### DESCRIPTION OF THE TASK
Copy the listing below word for word, leaving out the pictures.

= = = =

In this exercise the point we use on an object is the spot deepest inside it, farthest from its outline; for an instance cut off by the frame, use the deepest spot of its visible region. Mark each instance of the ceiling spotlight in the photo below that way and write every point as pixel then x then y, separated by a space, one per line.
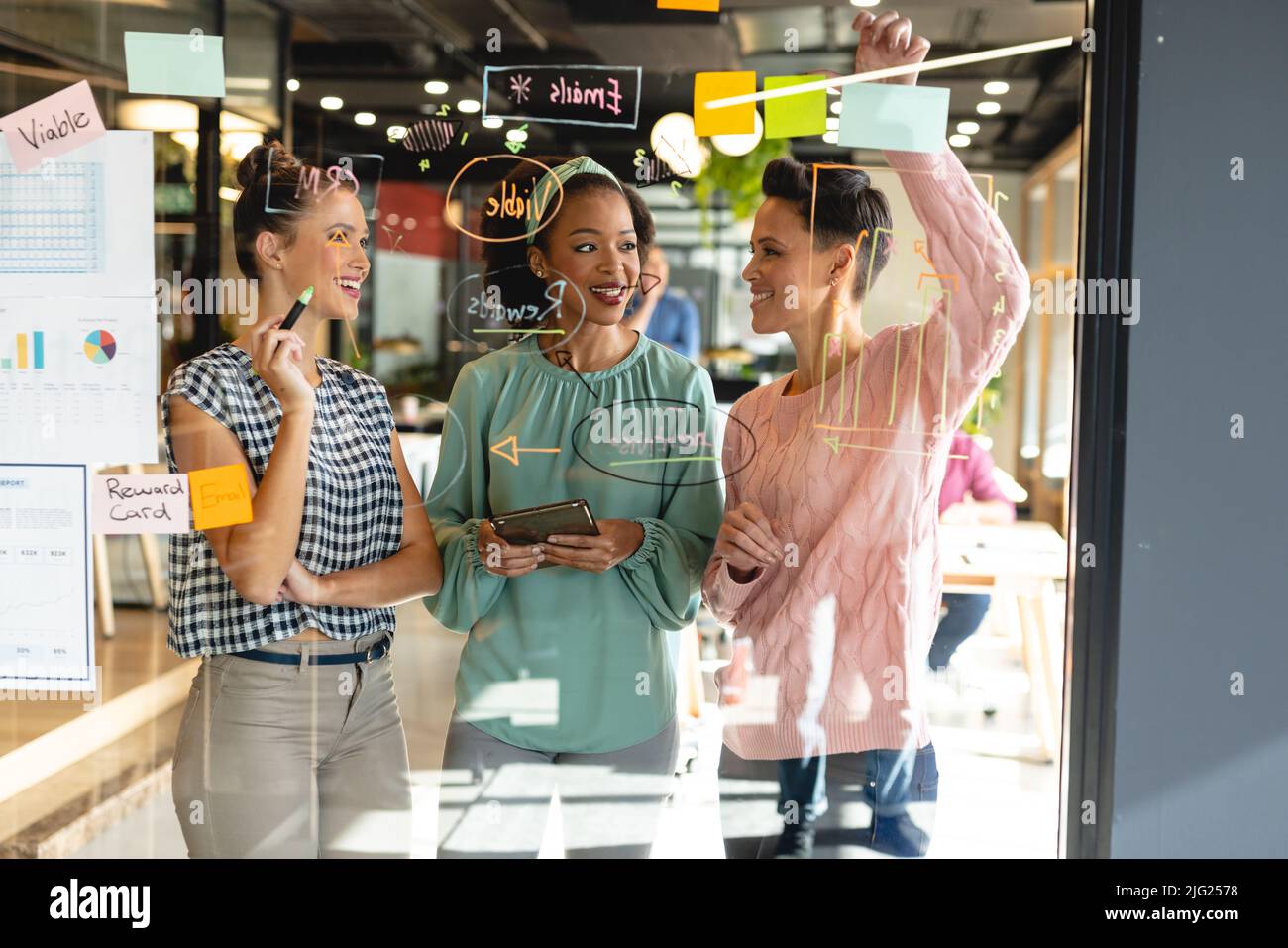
pixel 738 145
pixel 673 142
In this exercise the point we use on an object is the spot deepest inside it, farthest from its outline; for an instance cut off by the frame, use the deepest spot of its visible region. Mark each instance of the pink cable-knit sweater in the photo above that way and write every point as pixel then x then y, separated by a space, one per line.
pixel 851 472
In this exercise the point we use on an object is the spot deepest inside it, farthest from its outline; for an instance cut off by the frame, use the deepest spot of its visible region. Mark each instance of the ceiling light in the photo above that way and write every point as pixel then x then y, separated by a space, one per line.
pixel 735 146
pixel 674 143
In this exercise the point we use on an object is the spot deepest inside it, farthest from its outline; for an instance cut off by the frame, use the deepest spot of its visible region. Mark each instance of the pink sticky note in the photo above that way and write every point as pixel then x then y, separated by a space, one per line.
pixel 52 127
pixel 141 504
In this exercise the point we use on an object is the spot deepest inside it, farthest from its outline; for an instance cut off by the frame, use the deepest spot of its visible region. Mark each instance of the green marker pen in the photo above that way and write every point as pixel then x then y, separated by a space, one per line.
pixel 297 308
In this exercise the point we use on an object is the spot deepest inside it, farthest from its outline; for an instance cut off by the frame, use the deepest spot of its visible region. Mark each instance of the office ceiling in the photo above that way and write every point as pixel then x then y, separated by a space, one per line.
pixel 378 54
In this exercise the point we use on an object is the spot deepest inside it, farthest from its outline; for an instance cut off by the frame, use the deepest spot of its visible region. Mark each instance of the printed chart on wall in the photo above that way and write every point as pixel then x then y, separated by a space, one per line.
pixel 56 237
pixel 77 380
pixel 47 634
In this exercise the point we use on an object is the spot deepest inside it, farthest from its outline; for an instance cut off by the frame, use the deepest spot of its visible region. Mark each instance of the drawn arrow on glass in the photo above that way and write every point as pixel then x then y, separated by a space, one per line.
pixel 509 450
pixel 836 445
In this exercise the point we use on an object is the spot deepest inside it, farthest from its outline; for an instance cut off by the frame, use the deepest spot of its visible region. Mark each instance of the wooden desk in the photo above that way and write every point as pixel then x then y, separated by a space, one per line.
pixel 1019 565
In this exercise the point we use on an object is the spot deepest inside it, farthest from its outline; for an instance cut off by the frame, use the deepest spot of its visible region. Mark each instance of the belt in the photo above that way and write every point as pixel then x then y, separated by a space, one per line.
pixel 378 651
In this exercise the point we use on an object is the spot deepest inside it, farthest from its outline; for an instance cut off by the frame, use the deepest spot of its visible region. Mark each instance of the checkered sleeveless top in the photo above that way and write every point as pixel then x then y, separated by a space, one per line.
pixel 353 505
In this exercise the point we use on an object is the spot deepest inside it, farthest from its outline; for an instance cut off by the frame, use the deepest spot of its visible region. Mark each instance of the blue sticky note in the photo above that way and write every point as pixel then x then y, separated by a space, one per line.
pixel 175 63
pixel 901 117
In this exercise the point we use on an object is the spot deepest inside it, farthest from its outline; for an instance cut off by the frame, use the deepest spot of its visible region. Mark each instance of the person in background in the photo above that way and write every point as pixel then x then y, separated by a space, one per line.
pixel 969 494
pixel 664 316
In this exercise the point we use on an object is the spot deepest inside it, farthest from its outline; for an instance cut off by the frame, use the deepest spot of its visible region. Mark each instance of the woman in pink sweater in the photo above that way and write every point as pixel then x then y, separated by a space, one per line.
pixel 827 565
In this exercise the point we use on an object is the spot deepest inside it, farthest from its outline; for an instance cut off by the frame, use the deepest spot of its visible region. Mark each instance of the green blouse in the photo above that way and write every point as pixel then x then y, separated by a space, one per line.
pixel 562 659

= = = =

### THE ANSWER
In this exercise the point we use on an object is the spot deepest inside it, farthest from its outline; for an instance cut off by the frame, use the deepest spot of its visible region. Mark each instance of the ceiling spotlight in the photo below that way and write every point as pixel then x then y, separated by a space, one per line.
pixel 738 145
pixel 673 142
In this exercise the point we use on an object is the spot deepest inside it, farthest from its outline; for an instance cut off by the frame, use the deepest spot of its visible region. Mark each instance of the pink cable-knit sweater in the photo above that way and write every point as pixel then x then y, separated by a space, one per line.
pixel 851 472
In this exercise the point we use on an object is the spot deepest inside it, farthest from its outline; for an instance cut off by the frame, use the deepest spot of its visible region. Mark each instance of the ceiling light in the photo above that way and write every point as pixel then x then y, separated by a space, one per line.
pixel 735 146
pixel 674 143
In this exercise the point we use on an object is the spot deepest inside it, farthest from its outline; for an instance cut off by the frame, use the deepest spot of its visible region. Mark each instance of the pink sticky note in the photo above that way and write every point as pixel then x then y, separated by a space, one per line.
pixel 52 127
pixel 141 504
In this exercise the point we use on an object is the spot deepest inside it, farthest from its outline; for an instance cut off by the frame, use the deepest spot of its visible region. Mark each instance of the green marker pen in the photo above that way and write every point as pixel then x then y, separated by a space, one per line.
pixel 297 308
In this exercise the point we use on an object is the spot deepest inside it, farthest from its outline; for an instance cut off by the frame, use the deepest spot of its visible region. Mark each instance of the office ceiling in the photo above that way and write every point as pixel then x then y, separated by a space, one per line.
pixel 378 54
In this exercise the point we use on an object is the spot deepest inside it, farthest from its outline; for an instance cut off by the frame, use the deepest spot of its visible region. Mark each instance of the printed chart on wall in the photo above that way and write every point as pixel then x then y, separated by a space, one per line.
pixel 56 237
pixel 77 380
pixel 47 634
In this exercise the point we use on an object is the spot deepest inside it, farthest from its outline; for an instance cut off by the frame, use the deepest spot of its visible region. Mark each instance of the drawn arrow on glass in the photo above that way and write every point as pixel then x then y, separated by a space, one per line.
pixel 509 450
pixel 836 445
In this exercise the point we use on an object is the spot deepest inside it, farthest from its outline; for an instance cut off by the frame, use the deepest spot of its visible region. Mark each instance of the wooden desk in the photo above that way and write every point as pixel then x then y, separated by a space, one per line.
pixel 1019 565
In this exercise the point we use on an object is the spot deepest inside it, farthest from its outline; for an instance cut off by the frame, use the deepest spot of its visible region. Mark each instance of the belt in the photo above that way and write every point as pixel then x then y, separated by a space, one per line.
pixel 378 651
In this exercise the point we use on an object is the spot deepest inside it, farthest from its outline; for an instance cut off by the frame, use the deepest spot of its visible region. Mark each instance of the checkered sleeveless top in the photo above that way and write every point as pixel then x then y, separated by a space, one per line.
pixel 353 505
In this exercise the point we use on an object is the spot deepest inside it, farthest from its outline; for an instance cut off by the frame, use the deepest spot of its visible region. Mark each instance of the blue sticky note in the photo above that way and write every point as pixel then x then y, separated by a space, one per line.
pixel 175 63
pixel 901 117
In this exercise the point we use on an object is the spot deepest inside it, farthest from its outline; for an instance cut off by the frame, use the deepest spot of its visible region. Mark each instance of the person in background in the photo above that way and write every point as pixel then x then y, separated by a space, one per line.
pixel 969 494
pixel 664 316
In this exercise the point we use on an object is the spot deepest inside it, farthest from its outline; for an instance cut off by the frame, use the deepest spot of its visible region. Mark each instance of the woman in pink sweater in the photo above that way and write every point as pixel then x then y, separated by a space, one per line.
pixel 827 565
In this exercise the point we use on an object is the spot deepest inside it, farthest from its outline; for an instance cut off by the frame, use the deepest spot of its visible region. Mark each instance of the green blouse in the photo above that way and write every point as pixel then x then y, separated by a space, one per line.
pixel 562 659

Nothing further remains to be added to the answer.